Stored entries
Start of Block

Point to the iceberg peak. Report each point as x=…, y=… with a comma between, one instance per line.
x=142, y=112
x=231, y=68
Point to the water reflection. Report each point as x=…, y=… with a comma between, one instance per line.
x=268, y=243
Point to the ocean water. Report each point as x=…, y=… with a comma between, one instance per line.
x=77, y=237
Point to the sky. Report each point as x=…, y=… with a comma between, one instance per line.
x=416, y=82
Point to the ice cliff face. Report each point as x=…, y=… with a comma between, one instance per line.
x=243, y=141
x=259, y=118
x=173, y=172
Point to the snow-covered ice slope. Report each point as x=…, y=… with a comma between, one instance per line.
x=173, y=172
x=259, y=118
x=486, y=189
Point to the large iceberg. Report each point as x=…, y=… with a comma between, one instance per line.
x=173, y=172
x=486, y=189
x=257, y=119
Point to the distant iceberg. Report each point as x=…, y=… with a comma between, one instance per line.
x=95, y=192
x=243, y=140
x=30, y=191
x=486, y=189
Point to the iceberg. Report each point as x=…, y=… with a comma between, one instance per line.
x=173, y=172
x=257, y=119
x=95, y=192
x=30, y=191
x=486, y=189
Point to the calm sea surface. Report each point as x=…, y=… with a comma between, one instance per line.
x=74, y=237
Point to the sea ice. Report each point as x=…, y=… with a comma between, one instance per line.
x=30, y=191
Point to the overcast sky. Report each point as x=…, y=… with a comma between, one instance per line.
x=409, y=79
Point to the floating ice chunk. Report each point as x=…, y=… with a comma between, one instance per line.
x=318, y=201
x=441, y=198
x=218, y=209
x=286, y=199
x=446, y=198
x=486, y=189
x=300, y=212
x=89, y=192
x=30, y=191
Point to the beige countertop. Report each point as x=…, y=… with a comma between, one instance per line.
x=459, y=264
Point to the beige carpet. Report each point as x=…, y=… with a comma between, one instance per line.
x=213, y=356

End of Block

- _Task statement_: The answer should be the full set of records, reproduced exactly.

- _Task answer_:
Point to the iceberg peak. Report each point as x=…, y=… with a comma between, one instance per line.
x=142, y=112
x=231, y=68
Point to the water reflection. Report each point as x=…, y=… with a comma between, one instance per line.
x=268, y=243
Point to the ocean water. Report each point as x=…, y=… with a comma between, one instance per line.
x=77, y=237
Point to the sky. Report each point as x=…, y=… with a comma between, one instance per line.
x=416, y=82
Point to the ice cliff face. Report each point as x=…, y=… with a comma between, one instance per line.
x=243, y=141
x=259, y=118
x=173, y=172
Point to the snow-covered ice slope. Report each point as x=…, y=… with a comma between, one instance per line.
x=173, y=172
x=259, y=118
x=486, y=189
Point to the large iceberg. Report each point as x=…, y=… with a comma between, one instance per line.
x=173, y=172
x=486, y=189
x=257, y=119
Point to the distant iceberg. Report each point as x=…, y=… with a comma between, one instance per line.
x=95, y=192
x=243, y=140
x=30, y=191
x=486, y=189
Point to the iceberg. Report each point as x=…, y=… with a comma between, one instance per line.
x=173, y=172
x=257, y=119
x=95, y=192
x=30, y=191
x=486, y=189
Point to the calm sea surface. Report each point as x=…, y=… with a comma between, one instance per line.
x=74, y=237
Point to the sea ice. Report each point as x=…, y=… with a comma between, one instance per line.
x=30, y=191
Point to the overcast sky. Report each point as x=…, y=… with a comma between, one instance per line.
x=409, y=79
Point to the floating ice chunk. Report each point as x=…, y=… with a comma between, one instance per line.
x=318, y=201
x=441, y=198
x=218, y=209
x=286, y=199
x=446, y=198
x=486, y=189
x=300, y=212
x=89, y=192
x=30, y=191
Point to the beige countertop. Report each point as x=…, y=… with a comma between, one instance per line.
x=459, y=264
Point to the beige carpet. Report each point as x=…, y=… with a comma between, one instance per line.
x=213, y=356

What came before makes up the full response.